(Given text)
'''
The weather is still sort of strange and blustery here — intermittent rain, yesterday was windy, and while it’s been warm, its really only been warm-ish. So while I put in some turnips and beets and more onions over the weekend, it wasn’t really a gardening weekend.

But spring is here and I’ve been feeling that I don’t have anything to wear, so yesterday afternoon I made a couple of skirts. I fixed/finished one that I’d sort of botched — I wasn’t using a pattern but had cut it out using instructions from Sew What! Skirts! One of my projects in this blog, and in my little experiment here in Montana, has been not just to learn how to sew or knit from a pattern, or cook from a recipe, but to learn the skills I need to do some of these things without relying on instructions. My grandmother, for example, could sit down at the sewing machine and run up new dresses for all three of her girls in an evening (and often did since she’d rather create something than do the laundry, which she thought was boring). She could also knit gorgeous ski sweaters, with designs, without using a pattern (unfortunately she used cheap acrylic yarn from Woolworths. I have a number of them. She thought they were marvelous because you could throw them in the washer).

Now the skirt I was fixing was kind of a botch. I don’t think I’d really been paying attention when I cut it out. I’d managed to fix a bunch of shirts I bought from LL Bean that were too long — nice linen shirts but the shirttails were so long that they got all rumpled. I’d managed to measure off a shirt I had that I liked the fit, and had altered the four shirts I bought that weren’t right, and by the time I cut out the botched skirt, I was getting impatient. It showed. I finally left it for a few days and came back to it yesterday. I fixed it — it’s not entirely what I would have wanted, but it will be cute and I’m sure I’ll wear it a lot.
'''
(Text-to-region grounding data)
'''
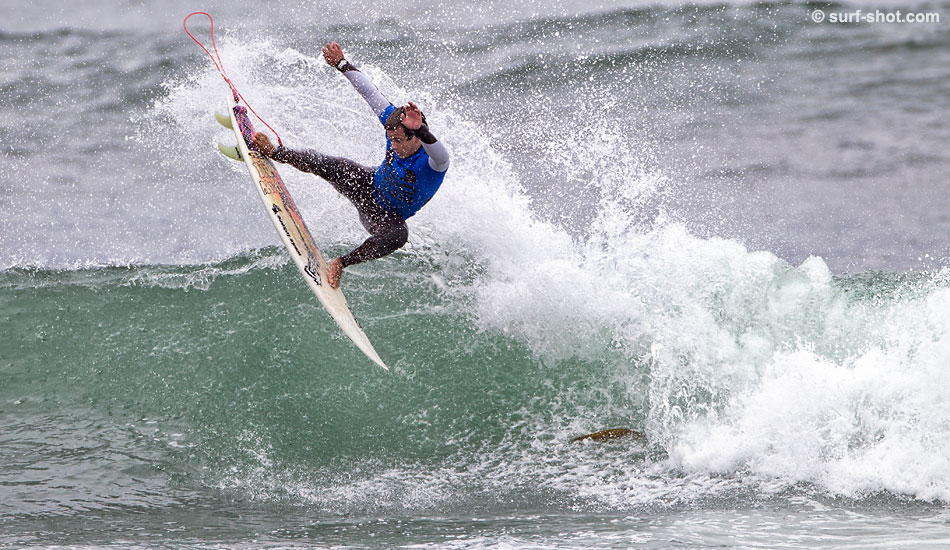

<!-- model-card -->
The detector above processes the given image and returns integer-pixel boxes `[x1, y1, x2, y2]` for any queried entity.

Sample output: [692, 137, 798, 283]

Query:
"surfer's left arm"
[323, 42, 391, 116]
[402, 101, 449, 172]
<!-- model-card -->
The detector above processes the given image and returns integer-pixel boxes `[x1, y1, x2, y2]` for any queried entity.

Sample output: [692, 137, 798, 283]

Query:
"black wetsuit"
[271, 147, 409, 267]
[271, 60, 449, 267]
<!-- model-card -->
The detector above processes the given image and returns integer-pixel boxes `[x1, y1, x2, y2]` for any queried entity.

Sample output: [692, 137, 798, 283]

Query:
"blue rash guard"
[373, 105, 446, 220]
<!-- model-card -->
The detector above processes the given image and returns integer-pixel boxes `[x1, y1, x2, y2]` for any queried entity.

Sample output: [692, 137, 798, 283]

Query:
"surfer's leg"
[340, 212, 409, 267]
[272, 147, 373, 204]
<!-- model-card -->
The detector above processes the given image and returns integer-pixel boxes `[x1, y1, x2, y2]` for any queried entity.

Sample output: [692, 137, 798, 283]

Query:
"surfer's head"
[385, 106, 426, 158]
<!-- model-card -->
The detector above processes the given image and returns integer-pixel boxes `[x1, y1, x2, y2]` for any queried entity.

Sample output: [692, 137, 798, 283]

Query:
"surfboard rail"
[215, 96, 389, 371]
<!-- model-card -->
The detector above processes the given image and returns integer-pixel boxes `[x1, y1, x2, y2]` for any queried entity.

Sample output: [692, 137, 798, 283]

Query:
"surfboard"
[215, 97, 389, 370]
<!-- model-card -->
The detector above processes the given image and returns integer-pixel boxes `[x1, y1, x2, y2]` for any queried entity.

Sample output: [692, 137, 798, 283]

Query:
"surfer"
[253, 42, 449, 288]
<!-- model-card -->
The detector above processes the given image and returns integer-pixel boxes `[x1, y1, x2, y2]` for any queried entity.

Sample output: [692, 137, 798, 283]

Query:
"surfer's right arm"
[323, 42, 390, 116]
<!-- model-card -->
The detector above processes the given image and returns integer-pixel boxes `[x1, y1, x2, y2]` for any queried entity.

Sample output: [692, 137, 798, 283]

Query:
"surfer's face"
[386, 126, 422, 158]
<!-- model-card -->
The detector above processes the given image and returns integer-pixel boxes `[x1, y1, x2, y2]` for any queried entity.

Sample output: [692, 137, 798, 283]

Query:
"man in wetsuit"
[253, 42, 449, 288]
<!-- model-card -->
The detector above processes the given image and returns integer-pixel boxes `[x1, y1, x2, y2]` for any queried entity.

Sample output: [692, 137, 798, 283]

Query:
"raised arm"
[323, 42, 390, 116]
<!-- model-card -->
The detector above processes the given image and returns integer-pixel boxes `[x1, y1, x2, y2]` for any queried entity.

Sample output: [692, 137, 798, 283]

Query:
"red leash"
[182, 11, 284, 146]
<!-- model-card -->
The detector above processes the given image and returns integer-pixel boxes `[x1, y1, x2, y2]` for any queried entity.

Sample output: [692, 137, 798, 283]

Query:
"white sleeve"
[422, 141, 449, 172]
[343, 69, 389, 116]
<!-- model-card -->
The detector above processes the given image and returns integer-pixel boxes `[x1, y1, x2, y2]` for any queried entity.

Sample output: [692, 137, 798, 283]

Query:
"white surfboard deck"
[215, 97, 389, 370]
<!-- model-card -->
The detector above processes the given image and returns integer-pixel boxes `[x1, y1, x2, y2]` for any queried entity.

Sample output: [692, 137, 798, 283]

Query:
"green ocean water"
[0, 0, 950, 549]
[9, 252, 946, 548]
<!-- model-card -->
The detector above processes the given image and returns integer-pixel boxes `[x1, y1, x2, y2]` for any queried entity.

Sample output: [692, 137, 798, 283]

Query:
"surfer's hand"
[323, 42, 343, 67]
[251, 132, 274, 157]
[402, 101, 422, 130]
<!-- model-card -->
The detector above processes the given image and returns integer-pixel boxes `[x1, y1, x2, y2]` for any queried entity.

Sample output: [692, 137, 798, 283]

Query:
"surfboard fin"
[571, 428, 643, 443]
[214, 112, 234, 130]
[218, 143, 244, 162]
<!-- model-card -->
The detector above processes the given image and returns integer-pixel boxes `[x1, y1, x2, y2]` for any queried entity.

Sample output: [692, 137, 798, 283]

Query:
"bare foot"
[327, 258, 343, 288]
[251, 132, 275, 157]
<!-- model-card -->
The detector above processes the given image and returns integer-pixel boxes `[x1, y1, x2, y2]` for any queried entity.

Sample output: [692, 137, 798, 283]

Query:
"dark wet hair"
'''
(Exercise)
Copy out the full post about sewing skirts, word for word.

(Written solution)
The weather is still sort of strange and blustery here — intermittent rain, yesterday was windy, and while it’s been warm, its really only been warm-ish. So while I put in some turnips and beets and more onions over the weekend, it wasn’t really a gardening weekend.

But spring is here and I’ve been feeling that I don’t have anything to wear, so yesterday afternoon I made a couple of skirts. I fixed/finished one that I’d sort of botched — I wasn’t using a pattern but had cut it out using instructions from Sew What! Skirts! One of my projects in this blog, and in my little experiment here in Montana, has been not just to learn how to sew or knit from a pattern, or cook from a recipe, but to learn the skills I need to do some of these things without relying on instructions. My grandmother, for example, could sit down at the sewing machine and run up new dresses for all three of her girls in an evening (and often did since she’d rather create something than do the laundry, which she thought was boring). She could also knit gorgeous ski sweaters, with designs, without using a pattern (unfortunately she used cheap acrylic yarn from Woolworths. I have a number of them. She thought they were marvelous because you could throw them in the washer).

Now the skirt I was fixing was kind of a botch. I don’t think I’d really been paying attention when I cut it out. I’d managed to fix a bunch of shirts I bought from LL Bean that were too long — nice linen shirts but the shirttails were so long that they got all rumpled. I’d managed to measure off a shirt I had that I liked the fit, and had altered the four shirts I bought that weren’t right, and by the time I cut out the botched skirt, I was getting impatient. It showed. I finally left it for a few days and came back to it yesterday. I fixed it — it’s not entirely what I would have wanted, but it will be cute and I’m sure I’ll wear it a lot.